* Start *

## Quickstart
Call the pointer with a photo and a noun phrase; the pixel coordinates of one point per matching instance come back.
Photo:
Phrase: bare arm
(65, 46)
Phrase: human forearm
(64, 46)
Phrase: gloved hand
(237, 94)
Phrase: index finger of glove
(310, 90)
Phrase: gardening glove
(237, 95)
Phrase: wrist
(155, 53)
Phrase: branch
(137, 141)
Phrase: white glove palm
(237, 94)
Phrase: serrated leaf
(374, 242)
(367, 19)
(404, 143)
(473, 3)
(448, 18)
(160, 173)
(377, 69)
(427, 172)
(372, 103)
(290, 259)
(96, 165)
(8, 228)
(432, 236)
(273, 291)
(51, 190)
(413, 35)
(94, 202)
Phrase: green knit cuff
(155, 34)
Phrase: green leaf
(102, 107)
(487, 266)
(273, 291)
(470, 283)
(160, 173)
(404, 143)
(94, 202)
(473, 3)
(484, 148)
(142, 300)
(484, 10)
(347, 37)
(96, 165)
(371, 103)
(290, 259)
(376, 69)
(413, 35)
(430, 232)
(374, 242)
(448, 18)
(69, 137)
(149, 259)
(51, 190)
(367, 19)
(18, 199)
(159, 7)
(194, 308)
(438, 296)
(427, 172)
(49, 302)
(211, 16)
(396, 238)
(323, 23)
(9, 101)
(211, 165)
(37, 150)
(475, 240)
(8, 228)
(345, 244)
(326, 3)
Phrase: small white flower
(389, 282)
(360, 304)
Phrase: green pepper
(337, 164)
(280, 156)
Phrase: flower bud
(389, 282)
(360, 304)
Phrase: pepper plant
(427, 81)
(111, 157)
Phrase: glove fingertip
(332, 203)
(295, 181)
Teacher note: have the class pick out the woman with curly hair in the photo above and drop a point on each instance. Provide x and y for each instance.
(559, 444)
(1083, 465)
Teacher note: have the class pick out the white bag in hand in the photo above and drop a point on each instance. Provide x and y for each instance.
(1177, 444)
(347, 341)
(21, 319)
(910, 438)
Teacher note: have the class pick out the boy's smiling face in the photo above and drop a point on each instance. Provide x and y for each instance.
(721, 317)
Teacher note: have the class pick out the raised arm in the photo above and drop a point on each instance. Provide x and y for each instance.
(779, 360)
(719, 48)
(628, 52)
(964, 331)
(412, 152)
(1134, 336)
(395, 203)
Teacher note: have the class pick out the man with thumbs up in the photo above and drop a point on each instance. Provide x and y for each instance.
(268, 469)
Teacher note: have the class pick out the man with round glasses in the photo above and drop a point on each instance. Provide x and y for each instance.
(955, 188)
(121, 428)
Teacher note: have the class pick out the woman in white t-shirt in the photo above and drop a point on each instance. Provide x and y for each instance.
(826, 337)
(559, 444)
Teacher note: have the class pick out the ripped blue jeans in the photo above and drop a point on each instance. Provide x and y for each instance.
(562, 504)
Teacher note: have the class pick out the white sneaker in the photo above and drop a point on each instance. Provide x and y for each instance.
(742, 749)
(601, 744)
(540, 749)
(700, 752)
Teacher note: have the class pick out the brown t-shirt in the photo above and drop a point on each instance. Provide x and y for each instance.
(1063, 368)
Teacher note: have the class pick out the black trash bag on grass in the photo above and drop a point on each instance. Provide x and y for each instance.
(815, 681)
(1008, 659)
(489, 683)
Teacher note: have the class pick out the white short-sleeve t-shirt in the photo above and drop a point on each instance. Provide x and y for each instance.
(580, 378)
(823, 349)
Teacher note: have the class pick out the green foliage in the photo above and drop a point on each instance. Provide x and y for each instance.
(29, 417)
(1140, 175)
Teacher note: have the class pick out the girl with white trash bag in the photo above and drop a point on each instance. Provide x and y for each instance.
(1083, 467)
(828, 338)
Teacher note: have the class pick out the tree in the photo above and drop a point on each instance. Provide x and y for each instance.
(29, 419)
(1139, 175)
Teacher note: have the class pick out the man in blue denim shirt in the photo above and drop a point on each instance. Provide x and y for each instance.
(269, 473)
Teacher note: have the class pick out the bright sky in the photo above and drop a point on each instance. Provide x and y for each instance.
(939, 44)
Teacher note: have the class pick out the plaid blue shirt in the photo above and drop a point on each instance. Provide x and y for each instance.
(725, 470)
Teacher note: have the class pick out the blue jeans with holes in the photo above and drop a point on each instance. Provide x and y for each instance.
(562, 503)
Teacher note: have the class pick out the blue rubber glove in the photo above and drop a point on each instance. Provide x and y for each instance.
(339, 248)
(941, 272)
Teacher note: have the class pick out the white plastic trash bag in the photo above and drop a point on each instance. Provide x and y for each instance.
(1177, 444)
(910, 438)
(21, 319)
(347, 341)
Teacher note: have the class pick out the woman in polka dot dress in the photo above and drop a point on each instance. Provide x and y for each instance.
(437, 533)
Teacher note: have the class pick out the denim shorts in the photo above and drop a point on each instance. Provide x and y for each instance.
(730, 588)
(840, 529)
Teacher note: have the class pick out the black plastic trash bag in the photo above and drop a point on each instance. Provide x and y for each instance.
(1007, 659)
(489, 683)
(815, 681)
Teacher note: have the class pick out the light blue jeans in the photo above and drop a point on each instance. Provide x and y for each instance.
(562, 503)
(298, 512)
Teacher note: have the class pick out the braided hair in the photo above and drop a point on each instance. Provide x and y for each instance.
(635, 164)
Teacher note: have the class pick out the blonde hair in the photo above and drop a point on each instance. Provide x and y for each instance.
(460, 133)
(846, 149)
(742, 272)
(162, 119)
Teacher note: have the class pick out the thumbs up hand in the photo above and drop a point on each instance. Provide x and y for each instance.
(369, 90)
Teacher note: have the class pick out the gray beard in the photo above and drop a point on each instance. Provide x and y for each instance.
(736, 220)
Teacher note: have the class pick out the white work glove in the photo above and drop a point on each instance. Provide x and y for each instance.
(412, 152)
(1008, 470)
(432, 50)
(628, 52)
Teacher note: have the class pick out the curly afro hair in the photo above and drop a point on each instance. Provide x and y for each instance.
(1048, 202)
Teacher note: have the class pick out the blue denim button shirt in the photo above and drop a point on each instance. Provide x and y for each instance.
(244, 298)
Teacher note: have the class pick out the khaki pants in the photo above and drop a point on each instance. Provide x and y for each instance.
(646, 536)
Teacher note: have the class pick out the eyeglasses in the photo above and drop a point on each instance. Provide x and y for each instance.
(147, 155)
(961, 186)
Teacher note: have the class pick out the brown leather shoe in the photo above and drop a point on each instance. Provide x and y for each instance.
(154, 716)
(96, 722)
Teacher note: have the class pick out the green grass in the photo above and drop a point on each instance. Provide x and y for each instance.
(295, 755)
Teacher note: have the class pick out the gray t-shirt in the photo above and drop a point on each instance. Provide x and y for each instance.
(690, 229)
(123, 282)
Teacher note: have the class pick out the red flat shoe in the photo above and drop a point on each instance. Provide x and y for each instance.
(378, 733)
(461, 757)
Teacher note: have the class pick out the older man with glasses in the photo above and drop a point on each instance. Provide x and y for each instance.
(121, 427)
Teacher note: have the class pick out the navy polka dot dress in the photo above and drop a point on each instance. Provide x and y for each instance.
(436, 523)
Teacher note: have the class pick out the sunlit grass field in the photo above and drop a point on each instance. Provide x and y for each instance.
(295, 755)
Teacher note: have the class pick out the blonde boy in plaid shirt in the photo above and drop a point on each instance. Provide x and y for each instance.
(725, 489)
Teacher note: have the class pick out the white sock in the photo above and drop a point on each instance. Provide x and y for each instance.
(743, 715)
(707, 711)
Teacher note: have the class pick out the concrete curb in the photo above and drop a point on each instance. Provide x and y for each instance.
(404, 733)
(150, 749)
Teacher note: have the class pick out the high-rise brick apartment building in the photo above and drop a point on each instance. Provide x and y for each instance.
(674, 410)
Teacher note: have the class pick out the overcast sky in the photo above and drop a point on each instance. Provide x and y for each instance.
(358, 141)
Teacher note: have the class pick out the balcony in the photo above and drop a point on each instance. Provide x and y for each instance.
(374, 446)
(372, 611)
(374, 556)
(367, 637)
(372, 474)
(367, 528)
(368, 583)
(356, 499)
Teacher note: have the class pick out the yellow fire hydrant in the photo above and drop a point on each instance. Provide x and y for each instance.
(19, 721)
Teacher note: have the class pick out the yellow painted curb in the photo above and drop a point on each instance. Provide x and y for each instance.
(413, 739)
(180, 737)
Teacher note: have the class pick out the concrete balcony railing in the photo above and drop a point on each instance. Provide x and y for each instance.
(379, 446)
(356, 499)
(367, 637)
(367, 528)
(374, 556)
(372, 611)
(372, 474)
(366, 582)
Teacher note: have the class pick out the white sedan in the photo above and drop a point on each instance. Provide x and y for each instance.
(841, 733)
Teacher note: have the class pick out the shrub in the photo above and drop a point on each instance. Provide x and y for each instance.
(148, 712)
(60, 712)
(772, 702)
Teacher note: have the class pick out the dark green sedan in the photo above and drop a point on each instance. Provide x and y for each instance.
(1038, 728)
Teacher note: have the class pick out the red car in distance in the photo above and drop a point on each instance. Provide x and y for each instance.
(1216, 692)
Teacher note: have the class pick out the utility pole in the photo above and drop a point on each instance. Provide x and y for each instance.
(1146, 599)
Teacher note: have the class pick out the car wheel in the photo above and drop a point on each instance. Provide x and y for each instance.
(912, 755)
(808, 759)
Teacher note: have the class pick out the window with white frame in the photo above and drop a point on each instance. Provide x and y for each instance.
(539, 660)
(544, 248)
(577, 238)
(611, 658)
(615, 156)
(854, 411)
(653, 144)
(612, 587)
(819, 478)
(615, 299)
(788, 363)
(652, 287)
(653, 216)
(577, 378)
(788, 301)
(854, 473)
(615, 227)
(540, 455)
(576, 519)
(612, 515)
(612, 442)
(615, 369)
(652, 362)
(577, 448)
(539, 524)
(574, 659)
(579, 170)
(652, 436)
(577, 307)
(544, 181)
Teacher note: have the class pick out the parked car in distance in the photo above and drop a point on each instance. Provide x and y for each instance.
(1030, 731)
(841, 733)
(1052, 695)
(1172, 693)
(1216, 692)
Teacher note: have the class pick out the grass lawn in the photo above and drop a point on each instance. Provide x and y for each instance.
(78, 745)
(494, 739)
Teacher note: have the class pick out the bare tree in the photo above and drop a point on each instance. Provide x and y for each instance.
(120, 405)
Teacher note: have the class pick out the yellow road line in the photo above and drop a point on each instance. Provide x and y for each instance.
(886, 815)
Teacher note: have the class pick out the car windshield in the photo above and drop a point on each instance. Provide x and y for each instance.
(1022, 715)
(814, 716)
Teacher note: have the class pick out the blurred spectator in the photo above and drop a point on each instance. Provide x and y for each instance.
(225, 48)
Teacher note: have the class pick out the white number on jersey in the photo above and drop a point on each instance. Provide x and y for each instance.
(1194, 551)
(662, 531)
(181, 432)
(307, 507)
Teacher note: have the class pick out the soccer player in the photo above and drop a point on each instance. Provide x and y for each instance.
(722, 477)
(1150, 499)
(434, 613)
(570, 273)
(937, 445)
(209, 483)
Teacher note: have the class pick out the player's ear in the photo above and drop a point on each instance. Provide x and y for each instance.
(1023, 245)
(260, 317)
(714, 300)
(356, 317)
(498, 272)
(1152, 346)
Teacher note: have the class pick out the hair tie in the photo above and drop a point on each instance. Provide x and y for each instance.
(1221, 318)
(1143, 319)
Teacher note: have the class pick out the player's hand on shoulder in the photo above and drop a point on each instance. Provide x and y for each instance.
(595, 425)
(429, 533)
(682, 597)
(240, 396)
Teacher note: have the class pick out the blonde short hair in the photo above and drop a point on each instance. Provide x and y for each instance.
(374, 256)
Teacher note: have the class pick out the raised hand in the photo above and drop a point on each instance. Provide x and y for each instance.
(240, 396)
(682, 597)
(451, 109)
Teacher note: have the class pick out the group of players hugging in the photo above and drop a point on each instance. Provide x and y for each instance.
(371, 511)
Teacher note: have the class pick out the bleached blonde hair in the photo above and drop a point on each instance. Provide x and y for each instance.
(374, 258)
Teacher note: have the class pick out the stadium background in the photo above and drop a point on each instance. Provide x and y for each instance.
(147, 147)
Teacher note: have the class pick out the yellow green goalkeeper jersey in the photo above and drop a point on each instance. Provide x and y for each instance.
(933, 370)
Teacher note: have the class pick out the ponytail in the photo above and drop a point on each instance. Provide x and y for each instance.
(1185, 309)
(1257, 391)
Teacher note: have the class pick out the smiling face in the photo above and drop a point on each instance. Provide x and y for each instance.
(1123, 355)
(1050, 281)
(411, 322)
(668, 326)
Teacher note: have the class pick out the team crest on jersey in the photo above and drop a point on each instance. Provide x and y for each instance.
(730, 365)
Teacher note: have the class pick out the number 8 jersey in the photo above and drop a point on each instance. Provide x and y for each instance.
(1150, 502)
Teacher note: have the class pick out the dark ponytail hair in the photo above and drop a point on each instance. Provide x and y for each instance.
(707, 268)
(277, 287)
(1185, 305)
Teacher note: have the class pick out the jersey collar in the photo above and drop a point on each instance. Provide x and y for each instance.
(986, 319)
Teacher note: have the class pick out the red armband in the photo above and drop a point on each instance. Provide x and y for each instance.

* End *

# [What you should do]
From the "Teacher note: have the class pick out the number" line to the close of the listing, restate each line word for word.

# [Task solution]
Teacher note: have the class pick out the number 8 jersey in the photo above and drop a point on each instance. Provide x and y for each instance.
(1150, 502)
Teacher note: have the class pick out the dark ponytail hair in the photo above and drop a point on each instance. Provide x and y for each instance.
(707, 268)
(277, 287)
(1185, 305)
Teacher note: have the class pick out the jersey collar in the photo above and drop a point on each instance. Provide x and y for each instance.
(986, 319)
Teacher note: have the class pick out the red armband in the photo above and drop a point on each instance. Provide x and y for each instance.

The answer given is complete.